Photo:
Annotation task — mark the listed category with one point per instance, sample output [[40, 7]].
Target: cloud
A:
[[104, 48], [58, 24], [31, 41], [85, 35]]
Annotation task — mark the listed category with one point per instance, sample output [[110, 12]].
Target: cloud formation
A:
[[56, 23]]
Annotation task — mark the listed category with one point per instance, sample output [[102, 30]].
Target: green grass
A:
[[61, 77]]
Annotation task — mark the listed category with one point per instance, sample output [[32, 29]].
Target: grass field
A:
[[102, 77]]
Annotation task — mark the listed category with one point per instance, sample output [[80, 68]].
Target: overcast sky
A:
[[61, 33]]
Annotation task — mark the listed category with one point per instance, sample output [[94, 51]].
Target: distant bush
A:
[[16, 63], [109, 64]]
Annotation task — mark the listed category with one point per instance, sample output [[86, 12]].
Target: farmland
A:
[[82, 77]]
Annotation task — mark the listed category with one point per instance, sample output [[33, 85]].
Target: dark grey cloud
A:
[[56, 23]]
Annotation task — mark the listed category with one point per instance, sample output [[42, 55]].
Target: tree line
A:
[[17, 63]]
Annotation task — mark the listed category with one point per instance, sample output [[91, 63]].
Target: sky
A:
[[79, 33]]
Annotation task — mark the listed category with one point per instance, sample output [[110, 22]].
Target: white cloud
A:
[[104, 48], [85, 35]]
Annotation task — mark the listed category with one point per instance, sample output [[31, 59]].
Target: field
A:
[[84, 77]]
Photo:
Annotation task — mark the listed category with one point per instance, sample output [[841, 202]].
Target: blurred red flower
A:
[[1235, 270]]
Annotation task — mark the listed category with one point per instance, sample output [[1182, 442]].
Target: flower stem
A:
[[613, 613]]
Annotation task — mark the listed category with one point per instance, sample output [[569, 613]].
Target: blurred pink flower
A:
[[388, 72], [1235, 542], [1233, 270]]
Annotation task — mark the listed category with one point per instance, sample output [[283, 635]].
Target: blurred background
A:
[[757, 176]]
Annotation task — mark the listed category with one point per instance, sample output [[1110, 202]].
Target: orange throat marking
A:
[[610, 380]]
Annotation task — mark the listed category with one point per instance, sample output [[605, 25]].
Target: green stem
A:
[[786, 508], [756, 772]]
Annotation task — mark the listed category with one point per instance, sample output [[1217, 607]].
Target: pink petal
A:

» What the task requires:
Everything from the line that contains "Target: blurred background" to the last line of the entries above should be repeated word for word, both lines included, with no other output.

» Response to this exercise:
Target: blurred background
A:
[[757, 176]]
Annotation task — mark the listed category with one point per instance, sample output [[1110, 202]].
Target: orange throat marking
A:
[[610, 380]]
Annotation task — mark the listed category with one point per instance, sample output [[605, 25]].
Target: green stem
A:
[[786, 508], [756, 772]]
Annotation task — mark the listed category with one point per instance, sample output [[1217, 607]].
Target: pink petal
A:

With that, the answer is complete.